* **WRITTEN TASK**: Reproduce without any change the lines running from the very first line of the records through the line that contains "437 50 L 428", including both of them.

* **DATASET RECORDS**:
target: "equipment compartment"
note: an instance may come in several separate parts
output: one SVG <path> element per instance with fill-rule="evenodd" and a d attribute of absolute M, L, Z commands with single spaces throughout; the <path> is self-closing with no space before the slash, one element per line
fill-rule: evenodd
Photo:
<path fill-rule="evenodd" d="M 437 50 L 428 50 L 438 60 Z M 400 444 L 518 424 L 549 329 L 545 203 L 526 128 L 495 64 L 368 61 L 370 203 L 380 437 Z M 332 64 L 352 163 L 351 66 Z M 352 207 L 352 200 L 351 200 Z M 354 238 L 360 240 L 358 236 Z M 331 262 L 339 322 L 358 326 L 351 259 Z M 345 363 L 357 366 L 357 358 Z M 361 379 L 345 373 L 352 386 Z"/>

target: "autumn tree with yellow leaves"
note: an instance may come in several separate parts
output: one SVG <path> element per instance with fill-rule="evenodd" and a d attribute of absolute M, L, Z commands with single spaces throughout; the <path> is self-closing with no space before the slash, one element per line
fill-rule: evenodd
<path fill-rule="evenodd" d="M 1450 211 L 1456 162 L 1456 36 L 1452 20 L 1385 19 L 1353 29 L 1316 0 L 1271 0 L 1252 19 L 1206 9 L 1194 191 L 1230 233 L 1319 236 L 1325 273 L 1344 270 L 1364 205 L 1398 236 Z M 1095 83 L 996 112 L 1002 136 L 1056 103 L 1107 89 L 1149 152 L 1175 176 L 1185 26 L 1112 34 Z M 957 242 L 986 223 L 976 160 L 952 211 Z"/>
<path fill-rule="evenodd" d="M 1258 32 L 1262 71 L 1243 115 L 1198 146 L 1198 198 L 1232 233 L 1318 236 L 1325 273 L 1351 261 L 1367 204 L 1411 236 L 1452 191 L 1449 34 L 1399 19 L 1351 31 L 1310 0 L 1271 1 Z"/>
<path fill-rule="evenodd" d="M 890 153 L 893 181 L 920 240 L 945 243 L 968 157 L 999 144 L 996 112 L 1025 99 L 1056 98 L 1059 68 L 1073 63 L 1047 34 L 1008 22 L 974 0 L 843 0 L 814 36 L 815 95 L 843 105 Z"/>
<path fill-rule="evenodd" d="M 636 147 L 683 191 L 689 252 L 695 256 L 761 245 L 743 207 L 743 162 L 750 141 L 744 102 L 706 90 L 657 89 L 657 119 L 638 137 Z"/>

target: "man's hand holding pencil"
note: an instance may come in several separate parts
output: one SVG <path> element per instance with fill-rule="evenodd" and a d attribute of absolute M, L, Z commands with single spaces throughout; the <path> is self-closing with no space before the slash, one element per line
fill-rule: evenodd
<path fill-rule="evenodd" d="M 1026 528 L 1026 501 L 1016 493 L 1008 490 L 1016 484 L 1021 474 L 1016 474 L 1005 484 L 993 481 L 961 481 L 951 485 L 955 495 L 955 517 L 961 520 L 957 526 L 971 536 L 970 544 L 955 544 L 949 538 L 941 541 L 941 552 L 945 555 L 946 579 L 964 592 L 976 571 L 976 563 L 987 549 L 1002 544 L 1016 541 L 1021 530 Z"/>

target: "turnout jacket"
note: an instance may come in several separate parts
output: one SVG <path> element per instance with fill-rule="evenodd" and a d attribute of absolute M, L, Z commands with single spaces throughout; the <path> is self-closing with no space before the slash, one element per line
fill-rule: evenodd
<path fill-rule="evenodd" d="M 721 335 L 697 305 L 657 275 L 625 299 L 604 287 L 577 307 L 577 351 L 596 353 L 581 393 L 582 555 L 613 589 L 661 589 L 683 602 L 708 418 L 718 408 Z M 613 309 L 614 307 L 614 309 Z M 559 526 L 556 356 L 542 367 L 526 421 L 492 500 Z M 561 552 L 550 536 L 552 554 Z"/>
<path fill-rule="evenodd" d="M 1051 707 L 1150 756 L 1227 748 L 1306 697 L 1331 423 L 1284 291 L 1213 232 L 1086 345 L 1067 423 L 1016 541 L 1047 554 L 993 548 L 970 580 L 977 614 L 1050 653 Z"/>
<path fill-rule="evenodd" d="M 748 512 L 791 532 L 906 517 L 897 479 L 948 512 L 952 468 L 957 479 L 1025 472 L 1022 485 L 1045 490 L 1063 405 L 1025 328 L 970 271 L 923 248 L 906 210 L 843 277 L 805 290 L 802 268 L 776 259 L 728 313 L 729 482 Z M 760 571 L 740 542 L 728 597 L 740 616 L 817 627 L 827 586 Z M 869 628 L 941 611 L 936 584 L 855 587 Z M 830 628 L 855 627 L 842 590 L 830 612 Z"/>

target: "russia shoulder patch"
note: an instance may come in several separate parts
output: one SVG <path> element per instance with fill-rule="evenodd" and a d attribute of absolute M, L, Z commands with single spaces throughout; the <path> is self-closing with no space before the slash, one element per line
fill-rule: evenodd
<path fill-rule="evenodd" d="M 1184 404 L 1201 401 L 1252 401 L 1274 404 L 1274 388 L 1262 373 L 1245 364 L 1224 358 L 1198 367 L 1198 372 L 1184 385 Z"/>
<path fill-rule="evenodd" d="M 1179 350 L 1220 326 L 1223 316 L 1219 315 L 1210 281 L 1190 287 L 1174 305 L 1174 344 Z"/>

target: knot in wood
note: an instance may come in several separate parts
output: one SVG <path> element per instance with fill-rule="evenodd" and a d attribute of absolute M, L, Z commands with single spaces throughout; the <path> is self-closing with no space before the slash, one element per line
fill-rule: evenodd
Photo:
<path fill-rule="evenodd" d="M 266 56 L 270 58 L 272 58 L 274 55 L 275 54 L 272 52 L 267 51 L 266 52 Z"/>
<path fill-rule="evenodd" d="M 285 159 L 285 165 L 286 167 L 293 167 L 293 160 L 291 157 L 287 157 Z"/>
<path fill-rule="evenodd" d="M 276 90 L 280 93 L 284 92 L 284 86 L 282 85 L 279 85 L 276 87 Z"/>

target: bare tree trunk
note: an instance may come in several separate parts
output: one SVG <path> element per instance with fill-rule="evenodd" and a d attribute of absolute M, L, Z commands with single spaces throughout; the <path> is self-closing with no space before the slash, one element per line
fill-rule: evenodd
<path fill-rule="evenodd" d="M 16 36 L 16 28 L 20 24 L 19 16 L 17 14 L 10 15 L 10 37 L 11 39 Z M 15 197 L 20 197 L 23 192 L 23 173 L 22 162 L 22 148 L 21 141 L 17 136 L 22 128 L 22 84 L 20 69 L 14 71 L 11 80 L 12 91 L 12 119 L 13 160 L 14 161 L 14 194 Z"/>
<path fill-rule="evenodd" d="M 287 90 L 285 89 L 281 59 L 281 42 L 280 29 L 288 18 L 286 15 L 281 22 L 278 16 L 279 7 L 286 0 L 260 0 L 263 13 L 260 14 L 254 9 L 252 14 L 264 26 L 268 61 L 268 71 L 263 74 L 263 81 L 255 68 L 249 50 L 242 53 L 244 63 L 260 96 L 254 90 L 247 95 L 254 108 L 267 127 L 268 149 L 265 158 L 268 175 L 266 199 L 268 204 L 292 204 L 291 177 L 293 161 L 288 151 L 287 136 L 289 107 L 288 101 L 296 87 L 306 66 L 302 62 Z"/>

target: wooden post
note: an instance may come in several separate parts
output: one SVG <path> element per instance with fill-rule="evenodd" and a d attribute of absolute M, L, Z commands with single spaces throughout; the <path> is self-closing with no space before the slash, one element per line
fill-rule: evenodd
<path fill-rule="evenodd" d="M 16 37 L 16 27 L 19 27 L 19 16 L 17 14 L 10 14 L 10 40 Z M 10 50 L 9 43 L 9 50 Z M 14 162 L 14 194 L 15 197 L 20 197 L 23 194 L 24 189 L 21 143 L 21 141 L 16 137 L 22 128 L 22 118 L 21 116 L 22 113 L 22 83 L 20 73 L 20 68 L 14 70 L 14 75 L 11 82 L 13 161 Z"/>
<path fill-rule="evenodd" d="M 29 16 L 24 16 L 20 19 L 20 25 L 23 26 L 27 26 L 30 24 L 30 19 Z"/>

* **WRITTEN SOLUTION**:
target: "equipment compartment"
note: an instance may come in several separate parts
output: one SVG <path> element per instance with fill-rule="evenodd" and a d attribute of absolute M, L, Z commands with single spaces throughout; the <path> is self-closing with no space before the slash, one element per line
fill-rule: evenodd
Photo:
<path fill-rule="evenodd" d="M 437 50 L 428 50 L 438 60 Z M 400 444 L 518 424 L 549 329 L 545 203 L 526 128 L 495 64 L 368 61 L 370 203 L 380 437 Z M 332 64 L 352 163 L 351 66 Z M 352 207 L 352 200 L 351 200 Z M 354 238 L 360 240 L 358 236 Z M 331 262 L 339 322 L 358 326 L 351 259 Z M 345 363 L 357 366 L 357 358 Z M 361 379 L 345 373 L 352 386 Z"/>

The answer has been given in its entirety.